→ TASK GOAL: Please repeat the material below word for word, keeping every line in its original order.

===== STORED RECORDS =====

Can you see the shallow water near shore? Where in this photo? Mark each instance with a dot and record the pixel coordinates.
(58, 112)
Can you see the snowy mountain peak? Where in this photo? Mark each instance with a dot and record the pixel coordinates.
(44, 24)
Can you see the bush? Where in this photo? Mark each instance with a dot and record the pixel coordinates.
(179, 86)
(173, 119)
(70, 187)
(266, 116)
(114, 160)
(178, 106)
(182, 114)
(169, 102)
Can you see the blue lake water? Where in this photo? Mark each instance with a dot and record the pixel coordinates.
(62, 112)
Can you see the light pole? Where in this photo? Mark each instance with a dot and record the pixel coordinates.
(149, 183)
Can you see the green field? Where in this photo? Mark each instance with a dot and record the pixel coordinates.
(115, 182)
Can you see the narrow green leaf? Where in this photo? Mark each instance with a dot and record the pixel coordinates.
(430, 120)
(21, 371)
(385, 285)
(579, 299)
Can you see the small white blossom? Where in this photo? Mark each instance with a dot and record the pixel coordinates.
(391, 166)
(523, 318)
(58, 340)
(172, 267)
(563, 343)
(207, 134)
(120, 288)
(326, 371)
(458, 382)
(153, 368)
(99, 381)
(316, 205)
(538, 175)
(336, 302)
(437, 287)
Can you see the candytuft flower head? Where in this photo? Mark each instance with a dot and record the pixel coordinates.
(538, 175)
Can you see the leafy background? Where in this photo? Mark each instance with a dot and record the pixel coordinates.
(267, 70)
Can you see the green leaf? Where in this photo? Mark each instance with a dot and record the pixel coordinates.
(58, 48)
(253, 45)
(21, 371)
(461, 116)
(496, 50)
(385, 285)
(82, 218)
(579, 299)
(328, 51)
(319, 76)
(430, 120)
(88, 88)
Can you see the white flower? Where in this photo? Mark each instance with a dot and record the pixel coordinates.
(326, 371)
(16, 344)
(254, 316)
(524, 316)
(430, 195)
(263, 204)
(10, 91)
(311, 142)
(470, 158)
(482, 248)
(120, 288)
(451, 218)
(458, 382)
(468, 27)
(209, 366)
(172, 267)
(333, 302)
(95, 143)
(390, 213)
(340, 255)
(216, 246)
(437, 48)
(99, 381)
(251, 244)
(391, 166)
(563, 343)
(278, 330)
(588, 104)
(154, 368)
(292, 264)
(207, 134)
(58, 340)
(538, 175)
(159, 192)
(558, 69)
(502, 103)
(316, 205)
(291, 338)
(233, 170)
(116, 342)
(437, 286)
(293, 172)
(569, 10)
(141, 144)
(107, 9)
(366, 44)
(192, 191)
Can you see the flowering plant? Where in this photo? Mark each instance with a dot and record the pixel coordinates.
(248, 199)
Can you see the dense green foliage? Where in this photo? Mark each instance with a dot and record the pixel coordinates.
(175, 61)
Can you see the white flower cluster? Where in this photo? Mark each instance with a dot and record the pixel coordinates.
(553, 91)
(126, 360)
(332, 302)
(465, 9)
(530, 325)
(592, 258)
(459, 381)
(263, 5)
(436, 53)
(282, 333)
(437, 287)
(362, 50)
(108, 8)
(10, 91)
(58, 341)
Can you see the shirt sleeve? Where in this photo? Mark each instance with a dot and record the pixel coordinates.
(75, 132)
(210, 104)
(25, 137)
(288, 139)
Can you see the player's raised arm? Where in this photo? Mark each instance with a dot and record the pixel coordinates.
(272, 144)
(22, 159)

=====

→ OUTPUT OF THE TASK:
Can you see the shallow water near shore? Where in this photo? Mark each instance with a dot and record the pixel coordinates.
(58, 112)
Can you see the snowy mountain peak? Where in this photo? Mark each instance with a dot and record the pixel coordinates.
(44, 24)
Can you see the bush? Where in this photo? Mark each instance with a dot and record the pixel coordinates.
(179, 86)
(173, 119)
(70, 187)
(266, 116)
(114, 160)
(178, 106)
(182, 114)
(169, 102)
Can you see the blue lake water? Where in this photo? Mark each instance with a dot and record the pixel coordinates.
(62, 112)
Can you see the light pole? Where in this photo? Mark each instance with a dot and record the pixel coordinates.
(149, 183)
Can you see the green field? Where in this photo? Mark each instance with a dot and record the pixel coordinates.
(115, 182)
Can you see the narrow green leaf? Where in this photo? Mark each instance with a dot and record the pixel coordinates.
(430, 120)
(21, 371)
(385, 285)
(579, 299)
Can you see the small white blossom? Where in this photo? Mark each instance with a dot and record the pixel coordinates.
(391, 166)
(523, 318)
(58, 340)
(172, 267)
(563, 343)
(207, 134)
(120, 288)
(326, 371)
(458, 382)
(153, 368)
(99, 381)
(316, 205)
(538, 175)
(336, 302)
(437, 287)
Can you see the candytuft flower head? Where in this photo? Mark each instance with a dot and record the pixel coordinates.
(538, 175)
Can you see the leafy background? Where in this photo? Mark each instance with a dot and record the pixel coordinates.
(267, 70)
Can you see the green leaf? Where in this photo? Mark each instance with a dot and record the pixel coordinates.
(58, 48)
(253, 45)
(21, 371)
(461, 116)
(496, 50)
(385, 285)
(82, 218)
(579, 299)
(328, 51)
(319, 76)
(430, 120)
(88, 88)
Can you see the white flower? Where in this photo? Mark each instance with a dot and record the pixel coordinates.
(326, 371)
(16, 344)
(254, 316)
(524, 316)
(430, 195)
(263, 204)
(10, 91)
(311, 142)
(470, 158)
(482, 248)
(120, 288)
(451, 218)
(458, 382)
(468, 27)
(209, 366)
(172, 267)
(333, 302)
(95, 143)
(390, 213)
(340, 255)
(216, 246)
(437, 48)
(99, 381)
(251, 244)
(391, 166)
(563, 343)
(278, 330)
(588, 104)
(154, 368)
(292, 264)
(207, 134)
(58, 340)
(538, 175)
(159, 192)
(558, 69)
(502, 103)
(316, 205)
(291, 338)
(233, 170)
(116, 342)
(437, 286)
(293, 172)
(569, 10)
(141, 144)
(107, 9)
(366, 44)
(192, 191)
Can you see the flowering plant? Where in this photo? Mark each instance with a dot and record the pixel coordinates.
(248, 199)
Can you see the dense green foliage? Where in this photo? Mark each instance with a dot and record the pixel coordinates.
(175, 61)
Can you see the white flower cluster? Where in this photo? Mark each instance with a dot and record the pixel coordinates.
(553, 91)
(126, 360)
(332, 302)
(465, 9)
(530, 325)
(592, 258)
(459, 381)
(263, 5)
(436, 53)
(282, 333)
(437, 287)
(362, 50)
(108, 8)
(10, 91)
(58, 341)
Can you see the shirt sleeve? Where in this photo? Mark each instance with a dot and record the pixel coordinates.
(75, 132)
(210, 104)
(25, 137)
(288, 139)
Can you see the player's raised arm? Where in this photo? Mark each instance with a dot and record the pixel coordinates.
(272, 144)
(22, 159)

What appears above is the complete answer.